### Source material
** Start **

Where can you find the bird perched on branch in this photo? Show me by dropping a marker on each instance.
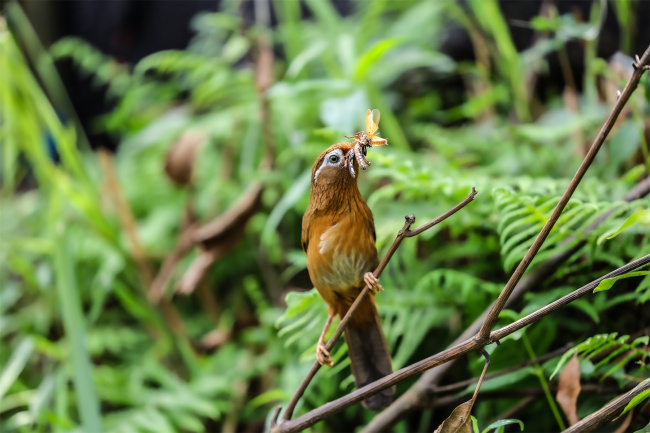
(338, 235)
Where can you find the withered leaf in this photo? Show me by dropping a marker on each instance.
(460, 420)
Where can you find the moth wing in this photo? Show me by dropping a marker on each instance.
(372, 121)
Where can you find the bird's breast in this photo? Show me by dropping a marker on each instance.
(341, 258)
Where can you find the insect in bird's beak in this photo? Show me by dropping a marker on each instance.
(363, 140)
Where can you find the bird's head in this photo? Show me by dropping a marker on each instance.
(335, 166)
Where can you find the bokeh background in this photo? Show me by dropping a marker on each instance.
(155, 168)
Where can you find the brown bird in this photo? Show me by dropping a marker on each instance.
(338, 235)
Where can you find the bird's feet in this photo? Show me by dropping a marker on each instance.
(323, 356)
(373, 283)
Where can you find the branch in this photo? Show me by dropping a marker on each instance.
(584, 290)
(414, 397)
(640, 67)
(461, 349)
(483, 337)
(403, 233)
(608, 412)
(462, 384)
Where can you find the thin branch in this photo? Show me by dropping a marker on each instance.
(584, 290)
(470, 345)
(639, 68)
(462, 384)
(418, 393)
(608, 412)
(403, 233)
(590, 388)
(483, 337)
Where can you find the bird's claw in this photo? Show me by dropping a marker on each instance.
(373, 283)
(323, 356)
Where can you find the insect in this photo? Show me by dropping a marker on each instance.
(363, 140)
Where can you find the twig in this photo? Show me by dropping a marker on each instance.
(607, 412)
(544, 311)
(591, 388)
(484, 336)
(417, 394)
(482, 377)
(470, 345)
(639, 68)
(464, 383)
(403, 233)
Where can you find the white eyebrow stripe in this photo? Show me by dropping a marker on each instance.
(326, 162)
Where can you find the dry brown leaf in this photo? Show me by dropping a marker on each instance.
(568, 389)
(179, 163)
(220, 236)
(460, 420)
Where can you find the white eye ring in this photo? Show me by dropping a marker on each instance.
(332, 159)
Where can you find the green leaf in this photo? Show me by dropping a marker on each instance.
(607, 283)
(16, 364)
(639, 217)
(503, 422)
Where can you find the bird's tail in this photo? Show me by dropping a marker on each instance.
(369, 354)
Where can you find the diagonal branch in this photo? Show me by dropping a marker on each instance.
(608, 412)
(467, 346)
(418, 394)
(639, 68)
(405, 232)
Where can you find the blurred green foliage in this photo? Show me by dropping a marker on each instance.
(82, 347)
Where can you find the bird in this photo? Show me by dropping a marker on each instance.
(338, 236)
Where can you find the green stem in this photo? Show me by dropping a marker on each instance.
(542, 380)
(74, 324)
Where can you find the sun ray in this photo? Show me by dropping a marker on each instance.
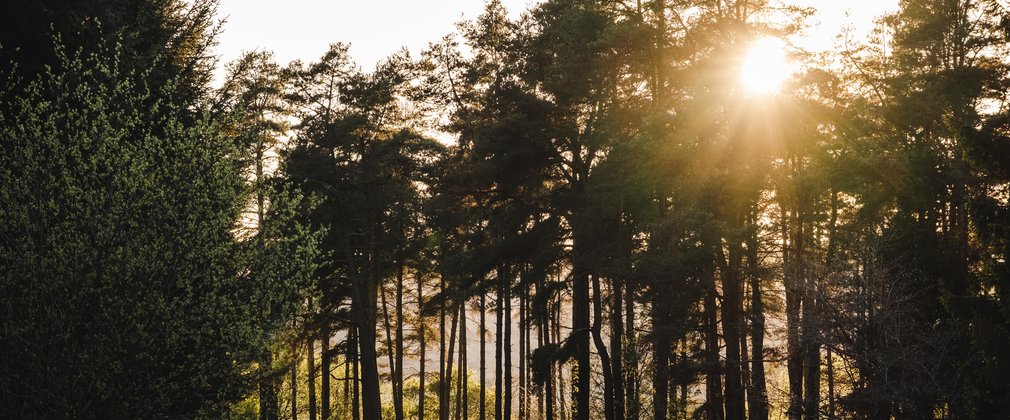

** End **

Rewrite every line from the one containing "Where can you find the diagonal" through the end of the items, requests included, and shift each coordinate in the answers by -123. Leave the pictures out.

### Expected answer
Where can you find the diagonal branch in this photo? Show me by dropping a marker on each instance.
(485, 289)
(344, 223)
(295, 271)
(516, -55)
(282, 109)
Where can you find the blurred green foliage in this photo? Show me by dropping a marker on each instance.
(-41, 224)
Where can you find the bird in this photo? Show me by dropping a marker on each instance.
(215, 113)
Where can you find the green stem in this photo? Show me by dropping a marker on each instance.
(419, 257)
(-49, 201)
Where can you find the sun ray in this photo? Show me by dropping a marker on each instance.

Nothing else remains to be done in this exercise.